◆ **LIST OF TASKS**:
1) Which publications are named in the obituary of Peter Schjeldahl? List each once, in the order they first appear.
2) Copy out everything in the obituary of Peter Schjeldahl from "Peter Schjeldahl, a" down to "into lapidary prose.", word for word.

◆ **SELECTED EXCERPT**:

BEGIN

Peter Schjeldahl, a critic whose elegant reviews in The New Yorker and, before that, The Village Voice, made him an indispensable guide to contemporary art, died Friday at his home in Bovina, New York. He was 80.
His wife, Brooke Alderson, confirmed his death. Schjeldahl was diagnosed with terminal lung cancer in August 2019 and had undergone unexpectedly successful immunotherapy but never recovered entirely, she said.
Few critics could match Schjeldahl for his intimate knowledge of New York's art world, which he wrote about with undiminished enthusiasm for more than a half-century. Even fewer could rival him for sheer eloquence. A poet by vocation in his earlier years, he brought an exquisite word sense to his polished essays, which managed to translate visual subtleties into lapidary prose.
With a deft flick, he wrote of Jean-Auguste-Dominique Ingres' "glassy, scintillating precision"; of Caspar David Friedrich's "twilight that sears"; and of the "adagio loops and wristy flares" in Willem de Kooning's later paintings. He had a gift for the neat aperçu. "Dadaism was an ancestral vein of cool," he once wrote in The New Yorker. "Those who wondered what it meant could never know."
Schjeldahl had no theoretical program to advance, no overarching interpretation of art history and, in fact, no real urge to pass judgment. "In a way, the advancement of opinions is the least interesting thing about criticism for me," he told the online journal Blackbird in 2004, "but it's one of the essentials to launch you into a situation, into a conversation." He called himself "just another art lover with more time and leisure."
He was first and foremost a visual pleasure seeker, on the prowl for new thrills, and a diligent chronicler of the shifting trends in New York's art scene. In The New York Review of Books in 2009, Sanford Schwartz called him "our best — our most perspicacious and wittiest — art critic."
His penchant for unstinting, sometimes effusive praise made him seem at times more fan than critic. Roger Kimball, editor of The New Criterion, dismissed him as "a barometer of chic taste," while conceding that he was often "witty and not infrequently astringently perceptive."
When roused, Schjeldahl could let fly with a well-aimed zinger. The Pompidou Center in Paris, he once wrote, "feels like a convention center on the verge of a nervous breakdown." He ridiculed the proliferation of "masterpiece" museum exhibitions with the imagined "Masterpieces of Mesoantarctic Lint."

END

(Dataset entries)
BEGIN

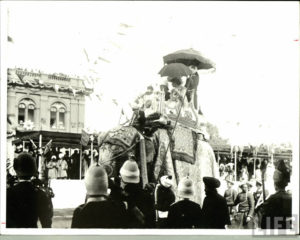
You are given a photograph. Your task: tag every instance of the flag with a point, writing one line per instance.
(48, 147)
(85, 137)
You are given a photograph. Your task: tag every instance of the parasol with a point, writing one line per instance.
(189, 57)
(175, 70)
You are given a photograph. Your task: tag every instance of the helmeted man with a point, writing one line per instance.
(258, 201)
(99, 211)
(215, 211)
(164, 197)
(245, 203)
(185, 213)
(140, 203)
(27, 202)
(230, 195)
(277, 209)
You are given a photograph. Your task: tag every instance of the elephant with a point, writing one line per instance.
(179, 155)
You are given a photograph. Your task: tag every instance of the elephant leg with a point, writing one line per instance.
(163, 164)
(205, 165)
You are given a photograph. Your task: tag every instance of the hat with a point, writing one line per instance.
(25, 165)
(166, 181)
(130, 172)
(185, 188)
(282, 173)
(249, 184)
(231, 182)
(96, 180)
(211, 182)
(258, 183)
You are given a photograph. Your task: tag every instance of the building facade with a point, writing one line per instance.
(45, 102)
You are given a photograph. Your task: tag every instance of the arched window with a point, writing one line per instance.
(58, 116)
(26, 111)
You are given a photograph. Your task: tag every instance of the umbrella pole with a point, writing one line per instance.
(40, 169)
(235, 170)
(80, 163)
(254, 167)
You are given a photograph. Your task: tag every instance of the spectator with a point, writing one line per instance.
(230, 196)
(164, 197)
(244, 217)
(140, 202)
(215, 211)
(258, 201)
(27, 202)
(52, 168)
(75, 159)
(99, 211)
(277, 209)
(62, 167)
(185, 213)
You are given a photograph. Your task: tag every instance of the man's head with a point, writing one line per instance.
(25, 166)
(185, 188)
(166, 181)
(258, 185)
(211, 184)
(245, 187)
(193, 68)
(96, 181)
(229, 183)
(129, 172)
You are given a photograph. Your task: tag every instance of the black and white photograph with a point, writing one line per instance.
(149, 118)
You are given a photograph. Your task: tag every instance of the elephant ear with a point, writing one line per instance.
(102, 137)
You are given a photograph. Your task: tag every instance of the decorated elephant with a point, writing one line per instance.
(178, 153)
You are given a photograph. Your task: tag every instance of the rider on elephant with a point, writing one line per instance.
(172, 148)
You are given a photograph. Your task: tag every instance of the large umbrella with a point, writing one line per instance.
(189, 57)
(175, 70)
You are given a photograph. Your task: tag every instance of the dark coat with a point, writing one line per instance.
(140, 205)
(215, 211)
(100, 214)
(277, 205)
(184, 214)
(26, 204)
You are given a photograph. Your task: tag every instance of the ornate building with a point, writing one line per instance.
(44, 102)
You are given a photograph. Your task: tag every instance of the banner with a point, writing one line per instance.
(85, 137)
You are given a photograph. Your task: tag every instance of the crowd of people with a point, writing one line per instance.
(124, 203)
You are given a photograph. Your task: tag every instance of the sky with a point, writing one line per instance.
(255, 46)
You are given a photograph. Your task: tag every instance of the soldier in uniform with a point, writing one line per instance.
(140, 203)
(230, 196)
(215, 210)
(27, 202)
(185, 213)
(164, 197)
(277, 209)
(245, 201)
(99, 211)
(258, 201)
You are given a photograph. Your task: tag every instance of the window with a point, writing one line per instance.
(26, 111)
(57, 116)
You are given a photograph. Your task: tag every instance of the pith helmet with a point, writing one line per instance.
(130, 172)
(96, 181)
(186, 188)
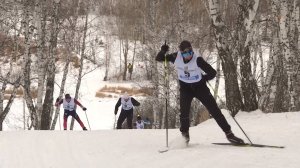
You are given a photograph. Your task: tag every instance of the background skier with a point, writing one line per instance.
(69, 105)
(193, 84)
(139, 122)
(127, 103)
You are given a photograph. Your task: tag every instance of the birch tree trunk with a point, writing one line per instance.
(288, 57)
(70, 43)
(48, 100)
(233, 96)
(41, 54)
(265, 102)
(26, 69)
(246, 18)
(125, 54)
(82, 57)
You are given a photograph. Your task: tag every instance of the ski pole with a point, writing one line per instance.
(87, 119)
(235, 120)
(166, 98)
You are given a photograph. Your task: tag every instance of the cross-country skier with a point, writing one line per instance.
(193, 84)
(127, 103)
(139, 122)
(69, 105)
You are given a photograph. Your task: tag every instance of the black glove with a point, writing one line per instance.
(164, 48)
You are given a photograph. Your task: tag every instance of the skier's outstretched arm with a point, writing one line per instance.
(135, 102)
(207, 68)
(161, 56)
(117, 106)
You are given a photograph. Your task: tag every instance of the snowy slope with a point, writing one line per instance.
(139, 148)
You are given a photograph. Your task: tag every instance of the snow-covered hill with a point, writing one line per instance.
(139, 148)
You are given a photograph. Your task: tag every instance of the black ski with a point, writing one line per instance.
(250, 145)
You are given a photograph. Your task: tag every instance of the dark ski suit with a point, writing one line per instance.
(125, 113)
(198, 90)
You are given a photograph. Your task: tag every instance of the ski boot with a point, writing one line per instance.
(186, 136)
(233, 139)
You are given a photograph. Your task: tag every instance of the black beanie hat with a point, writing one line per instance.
(184, 45)
(67, 96)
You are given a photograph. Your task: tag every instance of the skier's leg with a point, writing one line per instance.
(121, 119)
(185, 105)
(129, 118)
(66, 115)
(75, 115)
(210, 103)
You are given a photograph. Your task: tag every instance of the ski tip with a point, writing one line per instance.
(251, 145)
(163, 150)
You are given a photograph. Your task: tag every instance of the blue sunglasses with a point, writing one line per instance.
(187, 53)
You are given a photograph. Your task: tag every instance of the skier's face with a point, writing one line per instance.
(187, 54)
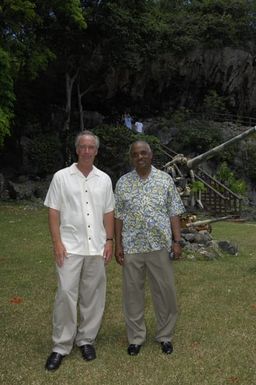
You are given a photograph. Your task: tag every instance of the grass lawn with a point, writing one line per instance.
(215, 339)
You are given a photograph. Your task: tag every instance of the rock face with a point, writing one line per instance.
(173, 81)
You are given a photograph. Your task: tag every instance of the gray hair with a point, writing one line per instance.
(88, 133)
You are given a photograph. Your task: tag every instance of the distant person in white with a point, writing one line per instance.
(139, 127)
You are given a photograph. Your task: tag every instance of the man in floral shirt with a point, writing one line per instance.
(147, 228)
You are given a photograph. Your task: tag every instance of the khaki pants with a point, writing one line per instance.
(159, 269)
(81, 277)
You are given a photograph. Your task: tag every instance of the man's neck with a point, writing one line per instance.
(84, 168)
(144, 173)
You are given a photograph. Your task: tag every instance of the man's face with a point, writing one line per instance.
(141, 157)
(86, 149)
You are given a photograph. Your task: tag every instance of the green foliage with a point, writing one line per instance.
(45, 153)
(7, 96)
(197, 186)
(227, 177)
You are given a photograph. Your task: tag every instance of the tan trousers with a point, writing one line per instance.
(81, 280)
(159, 269)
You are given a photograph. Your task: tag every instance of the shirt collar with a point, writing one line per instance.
(136, 175)
(74, 170)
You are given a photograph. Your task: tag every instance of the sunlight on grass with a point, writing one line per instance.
(214, 343)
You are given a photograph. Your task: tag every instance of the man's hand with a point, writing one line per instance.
(177, 250)
(119, 254)
(108, 251)
(59, 252)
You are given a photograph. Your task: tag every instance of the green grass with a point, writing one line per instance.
(215, 335)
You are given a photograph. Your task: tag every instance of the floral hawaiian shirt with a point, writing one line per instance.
(145, 207)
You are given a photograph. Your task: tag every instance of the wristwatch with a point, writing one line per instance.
(179, 242)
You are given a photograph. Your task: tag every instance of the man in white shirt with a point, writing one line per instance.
(81, 203)
(139, 127)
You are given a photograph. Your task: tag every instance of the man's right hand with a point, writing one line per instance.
(119, 254)
(59, 252)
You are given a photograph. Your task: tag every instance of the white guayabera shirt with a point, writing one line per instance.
(82, 202)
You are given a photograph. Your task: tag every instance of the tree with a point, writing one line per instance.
(26, 48)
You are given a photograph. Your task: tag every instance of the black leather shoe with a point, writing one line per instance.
(133, 349)
(167, 347)
(53, 361)
(88, 352)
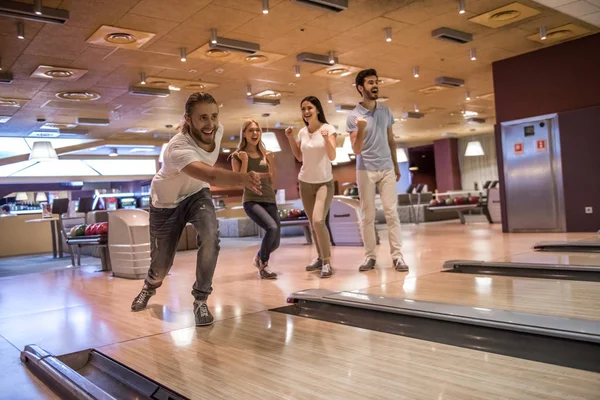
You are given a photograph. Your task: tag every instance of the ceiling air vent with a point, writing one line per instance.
(331, 5)
(315, 59)
(149, 91)
(261, 101)
(413, 114)
(452, 35)
(93, 121)
(235, 45)
(476, 120)
(449, 82)
(21, 10)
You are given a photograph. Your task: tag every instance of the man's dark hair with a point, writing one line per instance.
(360, 77)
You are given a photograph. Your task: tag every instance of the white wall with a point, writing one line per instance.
(481, 168)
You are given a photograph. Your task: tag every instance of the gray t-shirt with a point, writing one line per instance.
(375, 155)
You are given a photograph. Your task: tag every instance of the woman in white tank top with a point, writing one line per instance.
(315, 148)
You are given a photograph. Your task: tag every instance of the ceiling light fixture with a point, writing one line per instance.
(20, 30)
(37, 7)
(474, 149)
(473, 54)
(416, 71)
(43, 151)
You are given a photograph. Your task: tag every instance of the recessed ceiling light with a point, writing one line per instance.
(120, 38)
(338, 71)
(138, 130)
(256, 58)
(269, 94)
(58, 73)
(216, 53)
(505, 15)
(78, 96)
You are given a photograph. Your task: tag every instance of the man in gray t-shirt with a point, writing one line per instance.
(370, 129)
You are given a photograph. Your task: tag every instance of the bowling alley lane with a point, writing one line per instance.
(270, 355)
(563, 298)
(561, 258)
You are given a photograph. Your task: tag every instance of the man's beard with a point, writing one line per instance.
(372, 96)
(198, 135)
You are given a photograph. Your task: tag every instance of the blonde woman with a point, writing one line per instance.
(251, 155)
(315, 149)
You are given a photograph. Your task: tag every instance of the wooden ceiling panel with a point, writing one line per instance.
(66, 42)
(94, 13)
(417, 12)
(159, 27)
(147, 59)
(356, 35)
(296, 40)
(358, 14)
(172, 10)
(251, 6)
(198, 26)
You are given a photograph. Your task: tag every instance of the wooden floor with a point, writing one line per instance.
(562, 298)
(73, 309)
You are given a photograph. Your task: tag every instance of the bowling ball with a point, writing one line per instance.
(102, 228)
(80, 231)
(294, 213)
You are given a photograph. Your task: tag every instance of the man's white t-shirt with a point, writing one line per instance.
(170, 185)
(316, 166)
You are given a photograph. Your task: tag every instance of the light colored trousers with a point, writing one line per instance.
(385, 181)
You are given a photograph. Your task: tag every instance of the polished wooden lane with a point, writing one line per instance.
(74, 309)
(274, 356)
(571, 299)
(80, 308)
(562, 258)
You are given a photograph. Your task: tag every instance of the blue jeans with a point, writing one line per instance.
(166, 226)
(265, 215)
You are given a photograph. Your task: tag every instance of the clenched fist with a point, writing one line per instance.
(361, 123)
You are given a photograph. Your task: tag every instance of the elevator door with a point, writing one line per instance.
(530, 172)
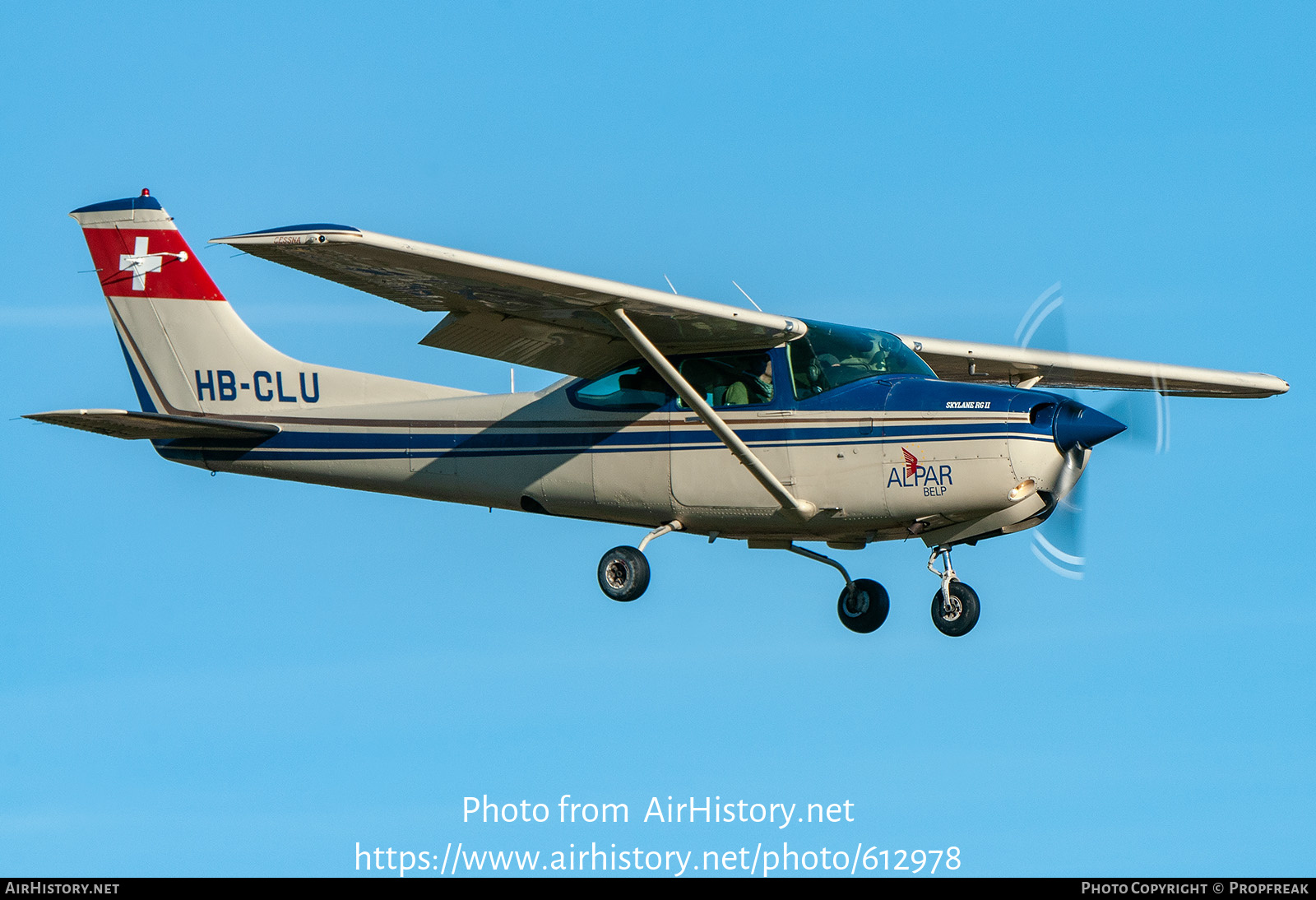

END

◆ **PER-TASK OUTPUTS**:
1)
The New Yorker
The Village Voice
Blackbird
The New York Review of Books
The New Criterion

2)
Peter Schjeldahl, a critic whose elegant reviews in The New Yorker and, before that, The Village Voice, made him an indispensable guide to contemporary art, died Friday at his home in Bovina, New York. He was 80.
His wife, Brooke Alderson, confirmed his death. Schjeldahl was diagnosed with terminal lung cancer in August 2019 and had undergone unexpectedly successful immunotherapy but never recovered entirely, she said.
Few critics could match Schjeldahl for his intimate knowledge of New York's art world, which he wrote about with undiminished enthusiasm for more than a half-century. Even fewer could rival him for sheer eloquence. A poet by vocation in his earlier years, he brought an exquisite word sense to his polished essays, which managed to translate visual subtleties into lapidary prose.